▶ EXCERPT:
===============
Sunday, April 13, 2003
This year when you sit down to your seder meals and the youngest kid asks, "Why is this night different from all other nights?" make sure to add, "How is this Pesah different from last Pesah?"
Here in Israel I think that we have almost forgotten how much the situation has improved since last spring. We had a sharp reminder a few weeks ago, on Friday March 21, while we were shopping for Shabbat in Jerusalem.
We stopped by a bakery on King George Street to pick up some hallot. The shop is known for its wonderful selection of pastries, especially on Fridays in honour of Shabbat. We were eying the fruit flans, picking out a birthday cake, when one of the salesmen came up to us. "Our cakes are on special today - it's one year since we were blown up by a suicide bomber."
I remembered walking past the wreckage of the bakery on Friday March 22, 2002, one day after a suicide bomber had detonated himself on that very spot. Three Israelis were murdered, including a man from my town, and dozens more were wounded.
Then, such events had become a gruesome routine. In the first three weeks of March 2002, Israelis were being murdered on a daily basis. Some of the worst atrocities of that month included: March 2 - a car bomb in Jerusalem's Beit Yisrael neighbourhood killed 11; March 3 - a sniper killed 10 civilians and soldiers at a checkpoint near Ramallah; March 5 - 3 murdered in an attack on a Tel Aviv restaurant; March 9 - 11 murdered at Jerusalem's Moment cafe; March 12 - terrorists ambush a road in northern Israeli, killing 6 Israeli motorists; March 20 - a bus bombing in northern Israel killed 7; March 24 - 2 Israelis killed by Palestinian snipers, one near Hebron, one near Ramallah; March 26 - two members of the TIPH international observer force murdered by Palestinian snipers near Hebron.
===============
▶ EXERCISE INSTRUCTIONS:
Write out the passage of the Passover post that begins at the words "I remembered walking" and stops after "more were wounded.".

Contour labeling items
===============
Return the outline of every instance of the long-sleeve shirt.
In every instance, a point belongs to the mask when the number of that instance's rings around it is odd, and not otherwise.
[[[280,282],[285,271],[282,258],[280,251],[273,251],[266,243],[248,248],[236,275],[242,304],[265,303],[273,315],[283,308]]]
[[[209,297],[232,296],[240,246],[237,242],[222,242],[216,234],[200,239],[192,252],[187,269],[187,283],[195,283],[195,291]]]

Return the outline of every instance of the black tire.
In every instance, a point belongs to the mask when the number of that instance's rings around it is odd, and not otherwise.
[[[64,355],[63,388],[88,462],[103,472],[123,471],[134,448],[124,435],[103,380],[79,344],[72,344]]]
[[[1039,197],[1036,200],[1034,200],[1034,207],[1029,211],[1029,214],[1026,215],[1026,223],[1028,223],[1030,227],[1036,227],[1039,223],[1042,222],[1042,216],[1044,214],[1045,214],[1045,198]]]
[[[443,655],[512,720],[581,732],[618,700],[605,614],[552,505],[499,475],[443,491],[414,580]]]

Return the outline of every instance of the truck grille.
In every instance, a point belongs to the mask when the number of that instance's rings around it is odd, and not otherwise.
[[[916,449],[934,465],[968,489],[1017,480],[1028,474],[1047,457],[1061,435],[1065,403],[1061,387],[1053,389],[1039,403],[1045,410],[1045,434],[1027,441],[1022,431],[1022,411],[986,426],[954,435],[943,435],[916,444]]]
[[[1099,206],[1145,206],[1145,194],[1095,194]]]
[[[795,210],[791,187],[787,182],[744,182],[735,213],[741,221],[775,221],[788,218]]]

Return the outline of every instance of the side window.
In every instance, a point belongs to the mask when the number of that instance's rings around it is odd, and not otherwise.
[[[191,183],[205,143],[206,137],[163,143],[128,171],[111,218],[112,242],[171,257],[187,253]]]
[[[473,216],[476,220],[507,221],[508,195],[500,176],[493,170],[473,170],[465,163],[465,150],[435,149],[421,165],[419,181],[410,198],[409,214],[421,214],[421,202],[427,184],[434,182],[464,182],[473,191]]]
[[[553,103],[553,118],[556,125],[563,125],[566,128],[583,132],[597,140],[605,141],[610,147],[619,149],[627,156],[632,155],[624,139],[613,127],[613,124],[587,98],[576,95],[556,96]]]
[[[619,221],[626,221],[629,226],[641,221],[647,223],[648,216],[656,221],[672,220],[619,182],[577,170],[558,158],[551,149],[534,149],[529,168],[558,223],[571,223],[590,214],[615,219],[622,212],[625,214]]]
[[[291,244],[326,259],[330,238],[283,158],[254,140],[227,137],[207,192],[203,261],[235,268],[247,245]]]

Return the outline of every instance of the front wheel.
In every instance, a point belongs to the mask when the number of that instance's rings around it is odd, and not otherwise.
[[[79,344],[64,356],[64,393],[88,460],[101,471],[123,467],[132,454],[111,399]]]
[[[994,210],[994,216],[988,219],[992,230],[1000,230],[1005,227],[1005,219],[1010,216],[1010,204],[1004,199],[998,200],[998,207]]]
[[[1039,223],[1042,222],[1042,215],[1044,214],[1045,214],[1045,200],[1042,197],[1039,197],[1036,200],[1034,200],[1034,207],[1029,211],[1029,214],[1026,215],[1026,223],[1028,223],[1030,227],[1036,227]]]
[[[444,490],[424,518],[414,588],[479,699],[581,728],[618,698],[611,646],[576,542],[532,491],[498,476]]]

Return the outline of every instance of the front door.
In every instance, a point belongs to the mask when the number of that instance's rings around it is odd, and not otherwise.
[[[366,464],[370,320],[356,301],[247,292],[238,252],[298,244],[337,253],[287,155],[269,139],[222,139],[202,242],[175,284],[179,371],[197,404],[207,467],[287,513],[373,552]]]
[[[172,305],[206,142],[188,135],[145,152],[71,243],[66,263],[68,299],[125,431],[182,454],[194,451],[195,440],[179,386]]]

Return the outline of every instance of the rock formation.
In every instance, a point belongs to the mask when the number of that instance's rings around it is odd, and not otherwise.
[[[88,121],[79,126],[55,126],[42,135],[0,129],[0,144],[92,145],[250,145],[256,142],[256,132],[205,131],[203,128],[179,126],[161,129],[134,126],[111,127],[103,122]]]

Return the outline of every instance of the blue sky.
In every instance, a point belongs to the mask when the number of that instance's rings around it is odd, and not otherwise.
===============
▶ TASK OUTPUT:
I remembered walking past the wreckage of the bakery on Friday March 22, 2002, one day after a suicide bomber had detonated himself on that very spot. Three Israelis were murdered, including a man from my town, and dozens more were wounded.